### WORK REQUIRED
Output word for word each line of the listing from the one containing "One point for each instance of the beige" through the last line, inclusive, and leave out the picture.

### Saved data entries
--------------------

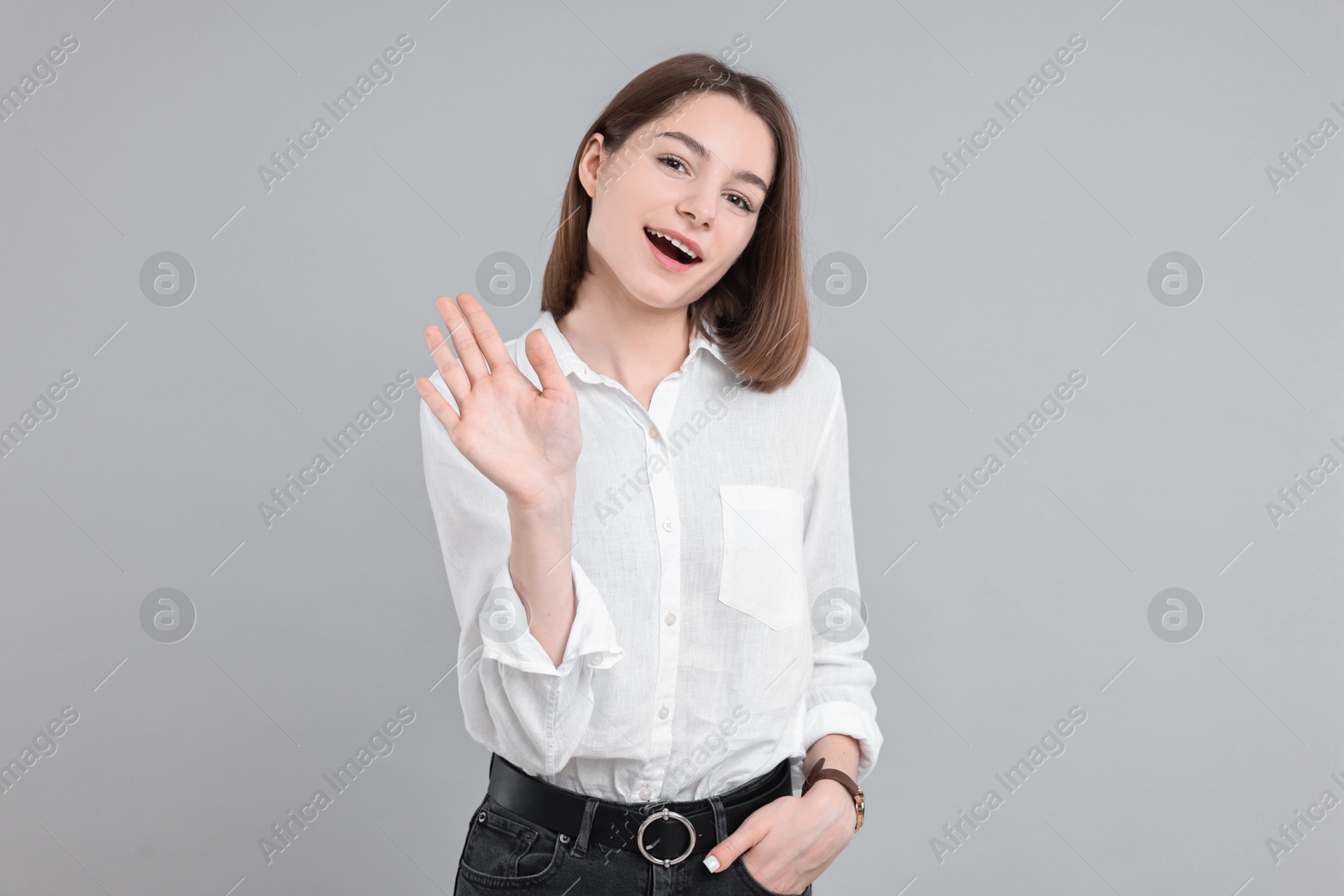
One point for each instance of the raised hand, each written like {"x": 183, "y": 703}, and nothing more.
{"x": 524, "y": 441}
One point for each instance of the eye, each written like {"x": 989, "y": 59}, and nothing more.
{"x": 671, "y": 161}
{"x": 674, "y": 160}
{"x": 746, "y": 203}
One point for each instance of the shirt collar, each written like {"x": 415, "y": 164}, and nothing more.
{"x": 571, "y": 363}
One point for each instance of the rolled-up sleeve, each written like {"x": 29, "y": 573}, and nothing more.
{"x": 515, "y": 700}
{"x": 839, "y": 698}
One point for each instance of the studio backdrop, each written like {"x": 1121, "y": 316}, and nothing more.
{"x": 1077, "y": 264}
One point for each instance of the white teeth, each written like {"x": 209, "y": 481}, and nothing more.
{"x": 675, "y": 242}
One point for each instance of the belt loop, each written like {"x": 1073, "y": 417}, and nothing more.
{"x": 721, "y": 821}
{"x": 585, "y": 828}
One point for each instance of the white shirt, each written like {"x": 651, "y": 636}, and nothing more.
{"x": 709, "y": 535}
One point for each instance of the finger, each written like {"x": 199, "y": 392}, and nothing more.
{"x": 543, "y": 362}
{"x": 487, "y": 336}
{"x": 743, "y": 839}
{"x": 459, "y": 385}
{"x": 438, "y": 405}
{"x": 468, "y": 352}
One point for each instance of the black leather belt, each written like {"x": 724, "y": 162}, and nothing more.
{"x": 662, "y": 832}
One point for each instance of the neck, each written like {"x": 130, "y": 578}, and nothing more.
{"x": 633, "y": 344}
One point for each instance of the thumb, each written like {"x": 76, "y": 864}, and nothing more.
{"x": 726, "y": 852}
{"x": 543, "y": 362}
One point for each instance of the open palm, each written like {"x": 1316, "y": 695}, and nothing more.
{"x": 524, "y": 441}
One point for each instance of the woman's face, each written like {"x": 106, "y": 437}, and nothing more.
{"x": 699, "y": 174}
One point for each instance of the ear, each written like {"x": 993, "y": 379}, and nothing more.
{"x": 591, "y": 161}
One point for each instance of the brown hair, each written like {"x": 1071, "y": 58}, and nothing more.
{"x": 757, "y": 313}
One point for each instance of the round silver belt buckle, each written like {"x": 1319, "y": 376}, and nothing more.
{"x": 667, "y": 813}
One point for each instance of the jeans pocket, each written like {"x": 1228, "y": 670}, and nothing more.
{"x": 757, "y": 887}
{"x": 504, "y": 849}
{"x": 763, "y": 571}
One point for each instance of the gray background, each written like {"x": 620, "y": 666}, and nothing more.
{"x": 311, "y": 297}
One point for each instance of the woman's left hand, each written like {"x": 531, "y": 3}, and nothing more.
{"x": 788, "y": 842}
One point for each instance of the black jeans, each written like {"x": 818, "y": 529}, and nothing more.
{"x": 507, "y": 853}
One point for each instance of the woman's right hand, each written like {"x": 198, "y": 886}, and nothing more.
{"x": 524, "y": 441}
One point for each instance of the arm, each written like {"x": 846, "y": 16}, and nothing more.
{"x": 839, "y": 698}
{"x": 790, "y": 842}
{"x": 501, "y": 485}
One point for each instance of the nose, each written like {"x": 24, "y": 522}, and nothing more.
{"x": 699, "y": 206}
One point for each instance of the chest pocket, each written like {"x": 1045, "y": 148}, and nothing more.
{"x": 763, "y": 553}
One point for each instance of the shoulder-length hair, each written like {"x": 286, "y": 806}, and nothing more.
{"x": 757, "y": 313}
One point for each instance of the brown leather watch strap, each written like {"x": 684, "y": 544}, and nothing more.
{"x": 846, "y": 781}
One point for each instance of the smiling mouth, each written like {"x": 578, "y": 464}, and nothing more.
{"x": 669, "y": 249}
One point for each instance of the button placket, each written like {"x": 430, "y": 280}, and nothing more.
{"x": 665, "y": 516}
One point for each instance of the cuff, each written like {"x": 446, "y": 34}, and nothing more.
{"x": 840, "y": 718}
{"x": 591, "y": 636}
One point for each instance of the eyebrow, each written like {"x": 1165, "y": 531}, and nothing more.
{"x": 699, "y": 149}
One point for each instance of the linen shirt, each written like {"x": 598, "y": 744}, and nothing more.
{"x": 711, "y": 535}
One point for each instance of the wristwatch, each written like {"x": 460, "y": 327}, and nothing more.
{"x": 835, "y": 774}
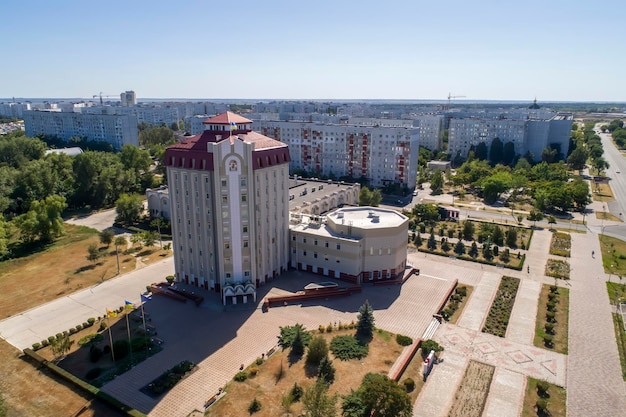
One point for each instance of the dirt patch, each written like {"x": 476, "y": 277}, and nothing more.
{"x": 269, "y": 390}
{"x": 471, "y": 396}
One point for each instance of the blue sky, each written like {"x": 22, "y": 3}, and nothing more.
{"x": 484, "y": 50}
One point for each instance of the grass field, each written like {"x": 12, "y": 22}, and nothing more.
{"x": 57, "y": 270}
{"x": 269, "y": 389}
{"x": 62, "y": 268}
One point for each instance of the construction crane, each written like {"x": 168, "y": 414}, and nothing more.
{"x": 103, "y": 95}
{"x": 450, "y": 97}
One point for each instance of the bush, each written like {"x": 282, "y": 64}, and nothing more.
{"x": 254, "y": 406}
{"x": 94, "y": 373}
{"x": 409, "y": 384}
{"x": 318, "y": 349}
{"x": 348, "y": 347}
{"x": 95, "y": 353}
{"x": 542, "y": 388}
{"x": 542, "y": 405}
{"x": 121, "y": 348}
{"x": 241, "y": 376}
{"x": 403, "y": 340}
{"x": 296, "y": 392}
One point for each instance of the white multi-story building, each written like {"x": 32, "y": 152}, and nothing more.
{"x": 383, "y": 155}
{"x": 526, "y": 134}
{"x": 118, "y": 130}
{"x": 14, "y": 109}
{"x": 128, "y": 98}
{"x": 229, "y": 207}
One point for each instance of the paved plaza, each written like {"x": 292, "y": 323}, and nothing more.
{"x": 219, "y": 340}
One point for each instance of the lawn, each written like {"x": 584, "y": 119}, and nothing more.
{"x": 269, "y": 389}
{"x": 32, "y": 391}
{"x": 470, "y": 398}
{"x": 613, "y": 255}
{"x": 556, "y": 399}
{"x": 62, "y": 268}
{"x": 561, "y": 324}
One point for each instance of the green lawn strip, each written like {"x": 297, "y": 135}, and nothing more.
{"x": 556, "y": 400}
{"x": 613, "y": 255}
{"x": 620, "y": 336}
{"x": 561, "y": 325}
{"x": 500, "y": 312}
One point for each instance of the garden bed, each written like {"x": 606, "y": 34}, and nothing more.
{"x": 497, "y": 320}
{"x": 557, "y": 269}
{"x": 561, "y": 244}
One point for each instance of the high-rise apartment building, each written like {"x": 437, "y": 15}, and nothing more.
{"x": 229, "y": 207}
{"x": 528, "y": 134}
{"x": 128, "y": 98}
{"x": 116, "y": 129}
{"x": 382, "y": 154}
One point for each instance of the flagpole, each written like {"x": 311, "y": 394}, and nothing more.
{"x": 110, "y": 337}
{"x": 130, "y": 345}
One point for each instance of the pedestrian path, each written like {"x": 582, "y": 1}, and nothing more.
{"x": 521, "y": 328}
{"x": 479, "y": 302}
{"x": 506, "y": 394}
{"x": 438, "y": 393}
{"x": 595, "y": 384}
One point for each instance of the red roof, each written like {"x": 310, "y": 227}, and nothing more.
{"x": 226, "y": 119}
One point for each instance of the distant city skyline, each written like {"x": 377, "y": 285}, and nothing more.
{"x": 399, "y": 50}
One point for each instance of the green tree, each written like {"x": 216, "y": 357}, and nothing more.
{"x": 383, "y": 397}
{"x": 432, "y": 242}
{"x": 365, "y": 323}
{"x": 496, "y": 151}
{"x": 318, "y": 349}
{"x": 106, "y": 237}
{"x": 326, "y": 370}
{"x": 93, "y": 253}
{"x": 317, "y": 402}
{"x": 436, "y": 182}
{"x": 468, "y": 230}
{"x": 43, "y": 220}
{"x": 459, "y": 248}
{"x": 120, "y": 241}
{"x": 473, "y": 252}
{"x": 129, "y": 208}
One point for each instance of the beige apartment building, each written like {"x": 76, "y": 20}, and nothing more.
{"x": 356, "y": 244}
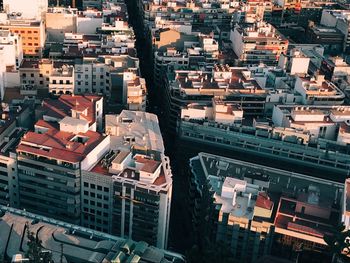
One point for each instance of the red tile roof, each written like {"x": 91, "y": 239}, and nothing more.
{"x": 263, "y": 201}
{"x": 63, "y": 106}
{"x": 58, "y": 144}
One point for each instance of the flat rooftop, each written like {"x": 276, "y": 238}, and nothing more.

--------------------

### ANSWER FOR THIS EXERCISE
One point for each instance of the beige apartment building, each written like {"x": 76, "y": 20}, and nothing more.
{"x": 356, "y": 244}
One point for each instance of the red tile roof, each written like {"x": 91, "y": 239}, and nothing more.
{"x": 263, "y": 201}
{"x": 63, "y": 106}
{"x": 58, "y": 144}
One point for each instance of the flat rooftop, each written like {"x": 276, "y": 238}, and nothing more.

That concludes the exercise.